Records for the exercise
************

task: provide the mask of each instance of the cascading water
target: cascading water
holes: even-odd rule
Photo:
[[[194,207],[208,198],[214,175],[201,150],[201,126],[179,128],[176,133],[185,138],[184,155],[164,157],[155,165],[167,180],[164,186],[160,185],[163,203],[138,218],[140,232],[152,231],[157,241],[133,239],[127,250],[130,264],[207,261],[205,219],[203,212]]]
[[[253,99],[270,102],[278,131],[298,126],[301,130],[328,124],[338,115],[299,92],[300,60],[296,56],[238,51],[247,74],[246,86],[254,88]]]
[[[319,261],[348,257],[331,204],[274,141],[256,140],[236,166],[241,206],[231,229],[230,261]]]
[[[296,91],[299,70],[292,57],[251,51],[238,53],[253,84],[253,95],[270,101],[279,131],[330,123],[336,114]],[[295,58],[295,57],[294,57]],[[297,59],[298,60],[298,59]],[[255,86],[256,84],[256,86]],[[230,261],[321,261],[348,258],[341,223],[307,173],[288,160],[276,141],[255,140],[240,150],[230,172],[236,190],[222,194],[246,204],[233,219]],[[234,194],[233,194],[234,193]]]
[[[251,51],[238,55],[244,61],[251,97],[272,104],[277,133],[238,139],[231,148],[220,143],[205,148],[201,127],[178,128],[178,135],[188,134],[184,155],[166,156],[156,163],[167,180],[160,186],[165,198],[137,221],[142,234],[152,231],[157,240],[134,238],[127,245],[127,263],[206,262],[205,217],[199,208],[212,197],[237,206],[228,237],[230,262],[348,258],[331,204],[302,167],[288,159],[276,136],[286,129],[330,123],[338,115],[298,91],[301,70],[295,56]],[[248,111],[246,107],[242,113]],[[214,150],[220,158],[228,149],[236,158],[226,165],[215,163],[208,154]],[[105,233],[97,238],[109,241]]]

************

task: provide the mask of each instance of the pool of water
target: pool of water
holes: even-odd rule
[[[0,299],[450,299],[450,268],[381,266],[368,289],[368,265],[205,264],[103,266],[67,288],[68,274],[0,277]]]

************

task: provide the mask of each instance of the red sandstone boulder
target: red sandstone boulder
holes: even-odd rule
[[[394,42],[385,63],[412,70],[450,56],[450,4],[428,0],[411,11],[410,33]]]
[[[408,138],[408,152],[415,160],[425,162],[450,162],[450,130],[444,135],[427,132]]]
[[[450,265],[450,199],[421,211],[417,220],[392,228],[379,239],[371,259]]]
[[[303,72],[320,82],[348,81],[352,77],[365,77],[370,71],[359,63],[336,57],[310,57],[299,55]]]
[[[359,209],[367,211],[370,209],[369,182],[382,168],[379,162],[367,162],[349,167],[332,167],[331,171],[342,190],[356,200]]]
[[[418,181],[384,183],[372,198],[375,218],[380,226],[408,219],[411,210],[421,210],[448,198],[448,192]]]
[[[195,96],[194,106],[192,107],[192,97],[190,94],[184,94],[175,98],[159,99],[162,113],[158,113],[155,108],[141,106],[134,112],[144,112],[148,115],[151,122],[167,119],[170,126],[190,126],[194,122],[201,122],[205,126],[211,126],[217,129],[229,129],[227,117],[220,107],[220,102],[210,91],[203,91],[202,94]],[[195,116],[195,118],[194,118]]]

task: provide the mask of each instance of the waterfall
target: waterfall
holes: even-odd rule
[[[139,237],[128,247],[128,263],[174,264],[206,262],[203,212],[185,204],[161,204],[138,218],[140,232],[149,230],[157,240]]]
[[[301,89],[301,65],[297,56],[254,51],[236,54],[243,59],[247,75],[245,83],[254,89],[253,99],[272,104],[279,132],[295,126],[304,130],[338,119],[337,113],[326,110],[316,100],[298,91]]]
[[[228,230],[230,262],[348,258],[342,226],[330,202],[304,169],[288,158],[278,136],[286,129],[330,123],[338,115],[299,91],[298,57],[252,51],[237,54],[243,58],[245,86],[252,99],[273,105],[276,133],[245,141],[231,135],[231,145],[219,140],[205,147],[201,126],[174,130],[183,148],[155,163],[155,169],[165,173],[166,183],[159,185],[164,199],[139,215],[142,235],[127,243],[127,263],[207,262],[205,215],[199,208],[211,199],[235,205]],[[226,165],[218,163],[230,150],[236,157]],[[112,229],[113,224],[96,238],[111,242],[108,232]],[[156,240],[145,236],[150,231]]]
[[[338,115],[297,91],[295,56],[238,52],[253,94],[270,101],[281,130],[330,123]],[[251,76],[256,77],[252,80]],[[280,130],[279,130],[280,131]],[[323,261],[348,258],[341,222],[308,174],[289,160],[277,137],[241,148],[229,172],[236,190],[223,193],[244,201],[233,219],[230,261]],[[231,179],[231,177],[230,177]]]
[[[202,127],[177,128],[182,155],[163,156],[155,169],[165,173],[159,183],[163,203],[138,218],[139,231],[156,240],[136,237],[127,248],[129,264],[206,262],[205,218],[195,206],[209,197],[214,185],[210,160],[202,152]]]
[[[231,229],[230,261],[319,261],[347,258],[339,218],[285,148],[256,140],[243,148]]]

************

Task to complete
How many lines in the entries above contain the string "cascading"? Case counts. Give only the number.

Result for this exercise
2